**EXERCISE**
Repeat the following lines exactly and nothing else: the line containing "Definition of the keypoint: for every instance of the wooden" and each line after it through the end of the listing.

**LISTED RECORDS**

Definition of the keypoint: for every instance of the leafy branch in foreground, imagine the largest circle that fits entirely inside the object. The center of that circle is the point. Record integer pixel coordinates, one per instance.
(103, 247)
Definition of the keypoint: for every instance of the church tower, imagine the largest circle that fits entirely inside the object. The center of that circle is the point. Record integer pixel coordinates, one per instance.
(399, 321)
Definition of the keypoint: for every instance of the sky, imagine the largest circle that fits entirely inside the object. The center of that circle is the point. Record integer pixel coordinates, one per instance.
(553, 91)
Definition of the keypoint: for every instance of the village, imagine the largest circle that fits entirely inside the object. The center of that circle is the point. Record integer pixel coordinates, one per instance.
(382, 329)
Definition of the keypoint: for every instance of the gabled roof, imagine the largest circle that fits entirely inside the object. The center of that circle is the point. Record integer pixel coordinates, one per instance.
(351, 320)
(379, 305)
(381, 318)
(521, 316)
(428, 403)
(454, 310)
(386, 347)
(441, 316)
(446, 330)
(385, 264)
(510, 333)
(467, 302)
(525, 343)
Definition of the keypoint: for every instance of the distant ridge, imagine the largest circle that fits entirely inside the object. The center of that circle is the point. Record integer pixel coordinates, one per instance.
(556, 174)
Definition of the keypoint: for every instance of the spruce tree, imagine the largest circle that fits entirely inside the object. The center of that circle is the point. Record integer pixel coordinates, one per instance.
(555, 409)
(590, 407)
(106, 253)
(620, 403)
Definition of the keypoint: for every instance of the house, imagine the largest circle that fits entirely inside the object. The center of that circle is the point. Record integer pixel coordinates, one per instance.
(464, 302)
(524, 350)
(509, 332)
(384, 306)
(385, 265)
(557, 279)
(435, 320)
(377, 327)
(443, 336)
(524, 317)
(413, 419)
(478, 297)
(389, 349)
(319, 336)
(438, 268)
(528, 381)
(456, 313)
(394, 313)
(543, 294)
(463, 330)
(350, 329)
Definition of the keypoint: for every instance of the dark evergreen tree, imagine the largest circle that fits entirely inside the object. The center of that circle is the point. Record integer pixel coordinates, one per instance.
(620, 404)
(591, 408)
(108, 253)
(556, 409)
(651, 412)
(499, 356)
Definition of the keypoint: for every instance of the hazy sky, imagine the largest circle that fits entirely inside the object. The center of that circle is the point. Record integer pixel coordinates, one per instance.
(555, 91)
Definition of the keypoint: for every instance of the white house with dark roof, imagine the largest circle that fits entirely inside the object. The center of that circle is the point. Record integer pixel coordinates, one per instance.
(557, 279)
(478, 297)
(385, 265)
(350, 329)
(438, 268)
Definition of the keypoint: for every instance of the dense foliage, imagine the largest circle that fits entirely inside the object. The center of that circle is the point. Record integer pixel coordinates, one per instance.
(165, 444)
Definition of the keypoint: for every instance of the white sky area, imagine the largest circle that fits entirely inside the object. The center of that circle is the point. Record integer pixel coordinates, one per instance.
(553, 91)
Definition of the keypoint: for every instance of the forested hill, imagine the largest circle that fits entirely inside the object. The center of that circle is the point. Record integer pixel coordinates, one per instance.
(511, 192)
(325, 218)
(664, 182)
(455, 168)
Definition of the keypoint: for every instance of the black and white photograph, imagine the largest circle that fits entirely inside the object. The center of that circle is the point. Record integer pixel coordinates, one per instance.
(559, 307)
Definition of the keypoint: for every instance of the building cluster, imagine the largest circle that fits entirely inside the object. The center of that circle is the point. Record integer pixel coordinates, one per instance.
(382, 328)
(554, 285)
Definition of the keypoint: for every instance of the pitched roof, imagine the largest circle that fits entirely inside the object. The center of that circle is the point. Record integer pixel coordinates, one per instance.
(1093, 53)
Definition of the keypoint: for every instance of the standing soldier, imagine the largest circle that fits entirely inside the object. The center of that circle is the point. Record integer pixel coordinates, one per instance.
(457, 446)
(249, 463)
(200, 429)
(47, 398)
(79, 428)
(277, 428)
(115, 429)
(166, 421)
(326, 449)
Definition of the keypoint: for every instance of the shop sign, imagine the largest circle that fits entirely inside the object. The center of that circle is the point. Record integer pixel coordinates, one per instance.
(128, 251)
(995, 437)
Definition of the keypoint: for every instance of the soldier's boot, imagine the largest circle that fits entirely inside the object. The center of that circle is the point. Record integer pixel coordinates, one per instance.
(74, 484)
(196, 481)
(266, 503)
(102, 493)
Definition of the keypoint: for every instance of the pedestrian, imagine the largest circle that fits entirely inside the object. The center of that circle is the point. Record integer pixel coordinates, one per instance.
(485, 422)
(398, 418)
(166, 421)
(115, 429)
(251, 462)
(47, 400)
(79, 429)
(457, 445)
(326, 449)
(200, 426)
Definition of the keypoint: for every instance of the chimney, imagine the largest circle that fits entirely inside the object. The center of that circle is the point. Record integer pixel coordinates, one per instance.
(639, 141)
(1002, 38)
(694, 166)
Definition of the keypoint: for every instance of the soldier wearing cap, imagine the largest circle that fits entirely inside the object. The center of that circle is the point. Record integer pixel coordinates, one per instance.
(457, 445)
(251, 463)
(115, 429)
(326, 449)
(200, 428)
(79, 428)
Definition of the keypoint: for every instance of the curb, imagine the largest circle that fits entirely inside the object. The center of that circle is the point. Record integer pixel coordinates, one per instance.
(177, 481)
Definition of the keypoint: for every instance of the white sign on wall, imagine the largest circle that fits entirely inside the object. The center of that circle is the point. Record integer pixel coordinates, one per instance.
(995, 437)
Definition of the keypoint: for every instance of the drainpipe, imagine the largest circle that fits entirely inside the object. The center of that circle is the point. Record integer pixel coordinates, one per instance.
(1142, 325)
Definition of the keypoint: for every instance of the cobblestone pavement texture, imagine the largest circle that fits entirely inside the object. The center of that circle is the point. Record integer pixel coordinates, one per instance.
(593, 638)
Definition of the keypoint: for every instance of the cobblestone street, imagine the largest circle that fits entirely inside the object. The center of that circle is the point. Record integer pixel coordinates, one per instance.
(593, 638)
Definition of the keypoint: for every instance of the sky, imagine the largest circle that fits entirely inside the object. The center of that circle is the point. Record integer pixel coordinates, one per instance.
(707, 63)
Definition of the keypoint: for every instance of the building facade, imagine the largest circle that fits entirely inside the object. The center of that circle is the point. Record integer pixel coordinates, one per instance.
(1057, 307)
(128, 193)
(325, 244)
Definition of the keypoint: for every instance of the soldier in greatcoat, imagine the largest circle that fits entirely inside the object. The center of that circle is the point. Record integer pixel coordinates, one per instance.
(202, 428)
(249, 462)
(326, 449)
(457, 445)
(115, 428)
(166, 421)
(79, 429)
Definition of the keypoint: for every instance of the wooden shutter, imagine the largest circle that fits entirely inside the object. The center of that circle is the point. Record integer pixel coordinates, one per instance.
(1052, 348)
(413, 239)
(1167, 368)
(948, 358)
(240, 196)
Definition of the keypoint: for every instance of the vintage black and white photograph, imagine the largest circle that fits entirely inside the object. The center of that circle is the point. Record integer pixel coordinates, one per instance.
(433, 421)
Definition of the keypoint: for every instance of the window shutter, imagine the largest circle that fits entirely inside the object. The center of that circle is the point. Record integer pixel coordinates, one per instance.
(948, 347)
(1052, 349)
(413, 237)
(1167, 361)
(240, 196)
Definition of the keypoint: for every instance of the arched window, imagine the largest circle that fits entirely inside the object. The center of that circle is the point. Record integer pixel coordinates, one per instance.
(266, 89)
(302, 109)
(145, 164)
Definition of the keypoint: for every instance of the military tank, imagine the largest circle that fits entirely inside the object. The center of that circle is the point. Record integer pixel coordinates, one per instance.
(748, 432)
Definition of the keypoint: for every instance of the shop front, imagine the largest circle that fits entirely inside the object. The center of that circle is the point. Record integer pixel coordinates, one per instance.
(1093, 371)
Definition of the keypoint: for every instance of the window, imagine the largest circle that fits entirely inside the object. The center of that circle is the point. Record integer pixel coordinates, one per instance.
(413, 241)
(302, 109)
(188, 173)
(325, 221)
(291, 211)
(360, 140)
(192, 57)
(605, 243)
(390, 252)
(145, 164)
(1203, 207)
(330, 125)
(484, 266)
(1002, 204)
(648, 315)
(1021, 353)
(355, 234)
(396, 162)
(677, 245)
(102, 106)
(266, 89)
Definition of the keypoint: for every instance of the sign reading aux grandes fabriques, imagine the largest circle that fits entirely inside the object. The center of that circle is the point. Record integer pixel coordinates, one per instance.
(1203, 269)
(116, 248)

**FINISHED TASK**
Definition of the keypoint: for every instance of the wooden shutter, imagine the largest circle that fits entirely inside the object. The center of that circle is the point. Record integer pixel coordinates, one per instance.
(1052, 348)
(413, 239)
(1167, 368)
(948, 358)
(240, 196)
Definition of the keypoint: for every instance of the vintage black and white photograph, imagine the largest circle that fits entirely inside the object. The center of that circle is the point. Record integer pixel coordinates, one per instance.
(433, 421)
Definition of the keypoint: for every instance of the window shutter, imagine the largest circle that fits entirely inside the object. The center of that circle is the point. Record integer pixel coordinates, one per instance.
(948, 347)
(1052, 349)
(413, 237)
(1167, 361)
(240, 196)
Definition of the keypoint: for every instance of the arched window, imagine the largest circle that fits entirely inside the object. The center of that circle is the point. Record integer pixel coordinates, one per instance.
(266, 89)
(302, 109)
(145, 164)
Definition of the keypoint: for every instance of the military tank, imagine the largest circle that fits entirely inside the object. The center of that circle is the point. Record integer pixel coordinates, one per instance.
(748, 432)
Definition of the keypoint: for every instance of the shop front, imagine the largest circle that fits entirely inside the object. The center of that circle is the point. Record integer pixel coordinates, one per instance.
(1093, 371)
Definition of the keypoint: for every instance of the window, imagine the largest circle that fits entirely inside the object. The center of that circle is the point. Record integer pixel coordinates, one per instance.
(413, 241)
(302, 109)
(188, 173)
(325, 221)
(291, 211)
(360, 140)
(192, 57)
(605, 243)
(390, 252)
(145, 164)
(1203, 207)
(330, 125)
(484, 266)
(1002, 204)
(648, 315)
(1021, 353)
(355, 234)
(396, 162)
(677, 245)
(102, 106)
(266, 89)
Definition of the keypoint: for every instance of the sign reading aux grandes fabriques, imagine the largest circle that fits entirely inside the object. The center of that circle is the point. Record integer pixel coordinates, one per instance.
(1203, 269)
(116, 248)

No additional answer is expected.